EXERCISE PROMPT.
Each line of the material below should be reproduced exactly.

▬▬▬▬▬▬

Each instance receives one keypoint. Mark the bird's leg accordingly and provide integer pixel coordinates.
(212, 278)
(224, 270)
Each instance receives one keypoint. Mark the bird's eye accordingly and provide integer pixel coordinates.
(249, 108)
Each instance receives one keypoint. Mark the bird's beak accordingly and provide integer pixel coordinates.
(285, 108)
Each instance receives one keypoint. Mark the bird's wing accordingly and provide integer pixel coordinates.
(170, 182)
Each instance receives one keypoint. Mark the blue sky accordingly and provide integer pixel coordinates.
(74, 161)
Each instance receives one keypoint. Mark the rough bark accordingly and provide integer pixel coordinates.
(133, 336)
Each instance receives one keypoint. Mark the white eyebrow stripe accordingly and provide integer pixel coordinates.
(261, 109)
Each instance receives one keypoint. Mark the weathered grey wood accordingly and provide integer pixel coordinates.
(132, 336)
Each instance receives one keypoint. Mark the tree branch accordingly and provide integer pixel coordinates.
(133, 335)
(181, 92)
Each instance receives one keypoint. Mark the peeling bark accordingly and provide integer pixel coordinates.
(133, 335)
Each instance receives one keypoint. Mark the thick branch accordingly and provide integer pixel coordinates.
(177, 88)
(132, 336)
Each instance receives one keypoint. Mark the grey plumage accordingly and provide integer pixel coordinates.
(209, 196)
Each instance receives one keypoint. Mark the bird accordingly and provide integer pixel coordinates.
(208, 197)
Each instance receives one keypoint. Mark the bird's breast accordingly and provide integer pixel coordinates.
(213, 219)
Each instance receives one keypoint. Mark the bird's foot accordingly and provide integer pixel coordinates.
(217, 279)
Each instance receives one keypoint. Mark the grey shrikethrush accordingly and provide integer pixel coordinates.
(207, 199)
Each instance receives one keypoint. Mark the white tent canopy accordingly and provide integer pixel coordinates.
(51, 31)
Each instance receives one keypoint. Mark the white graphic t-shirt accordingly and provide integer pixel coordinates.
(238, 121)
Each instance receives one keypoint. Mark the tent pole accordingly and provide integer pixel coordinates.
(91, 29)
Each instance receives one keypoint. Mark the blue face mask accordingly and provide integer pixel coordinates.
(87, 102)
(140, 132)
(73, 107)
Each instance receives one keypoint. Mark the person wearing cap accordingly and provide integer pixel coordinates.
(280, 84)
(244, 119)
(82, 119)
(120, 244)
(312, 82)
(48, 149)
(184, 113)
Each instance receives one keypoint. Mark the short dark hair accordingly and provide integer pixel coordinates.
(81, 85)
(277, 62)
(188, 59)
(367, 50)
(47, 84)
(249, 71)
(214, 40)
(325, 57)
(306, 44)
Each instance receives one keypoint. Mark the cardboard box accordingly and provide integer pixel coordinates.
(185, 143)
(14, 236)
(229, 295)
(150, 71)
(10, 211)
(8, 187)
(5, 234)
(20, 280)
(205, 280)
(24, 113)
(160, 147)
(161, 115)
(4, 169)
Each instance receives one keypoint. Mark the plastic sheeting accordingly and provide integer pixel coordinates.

▬▬▬▬▬▬

WRITTEN SOLUTION.
Each instance receives one keypoint. Mark the bird's leg accordingly and provide integer pixel coordinates.
(212, 278)
(224, 270)
Each instance receives one keypoint. Mark the bird's eye accordingly and provide integer pixel coordinates.
(249, 108)
Each instance receives one keypoint. Mark the bird's beak accordingly and provide integer pixel coordinates.
(285, 108)
Each instance receives one keypoint. Mark the bird's wing accordingly and provide integer pixel coordinates.
(170, 182)
Each instance receives one keypoint. Mark the blue sky accordingly and provide integer pixel coordinates.
(74, 161)
Each instance receives one keypoint. Mark the rough bark accordingly and provide integer pixel coordinates.
(133, 336)
Each instance receives one keypoint. Mark the white eyebrow stripe accordingly and provide integer pixel coordinates.
(261, 109)
Each instance receives one keypoint. Mark the weathered grey wood accordingly and provide integer pixel coordinates.
(132, 336)
Each instance receives one keypoint. Mark the tree branch accordingly and provide integer pixel coordinates.
(133, 335)
(181, 92)
Each instance receives one keypoint. Mark the peeling bark accordingly and provide integer pixel coordinates.
(133, 335)
Each instance receives one keypoint. Mark the thick branch accordingly and provide integer pixel coordinates.
(177, 88)
(132, 336)
Each instance receives one keypoint. Mark the grey plumage accordingly and provide integer pixel coordinates.
(209, 196)
Each instance receives one keypoint. Mark the bird accordingly and provide integer pixel coordinates.
(208, 197)
Each instance receives one keypoint. Mark the bird's breast accordingly and provide integer pixel coordinates.
(213, 219)
Each instance receives one keypoint. Mark the bird's foot accordingly and provide integer pixel coordinates.
(217, 279)
Each instance receives one keypoint. Mark the grey shrikethrush accordingly and provide integer pixel coordinates.
(207, 199)
Each instance receives one keypoint. Mark the white tent canopy accordingly and provide integer pixel coordinates.
(51, 31)
Each instance receives one keypoint. Mark the white graphic t-shirt accordingly and provide integer pixel coordinates.
(238, 121)
Each instance receives one keypoint. Mark the tent pole accordingly and provide integer pixel coordinates.
(91, 29)
Each instance receives one keypoint. Mark the blue face mask accordingly and provide integer pixel coordinates.
(87, 102)
(140, 132)
(73, 107)
Each instance receives one keypoint. Mark the person wearing cap accordingly and provide integer pixel coordinates.
(280, 84)
(244, 119)
(82, 119)
(120, 244)
(312, 82)
(48, 149)
(184, 113)
Each instance receives one keypoint. Mark the short dark hair accordingly and provide integer pixel coordinates.
(81, 85)
(277, 62)
(188, 59)
(367, 50)
(47, 84)
(249, 71)
(214, 40)
(325, 57)
(306, 44)
Each instance receives one keypoint. Mark the cardboard box accordingly and provide integer pixel coordinates.
(185, 143)
(14, 236)
(229, 295)
(150, 71)
(10, 211)
(8, 187)
(5, 234)
(20, 280)
(205, 280)
(24, 113)
(160, 147)
(161, 115)
(4, 169)
Each instance receives one keypoint. Mark the plastic sheeting accordingly and provide integer pixel coordinates.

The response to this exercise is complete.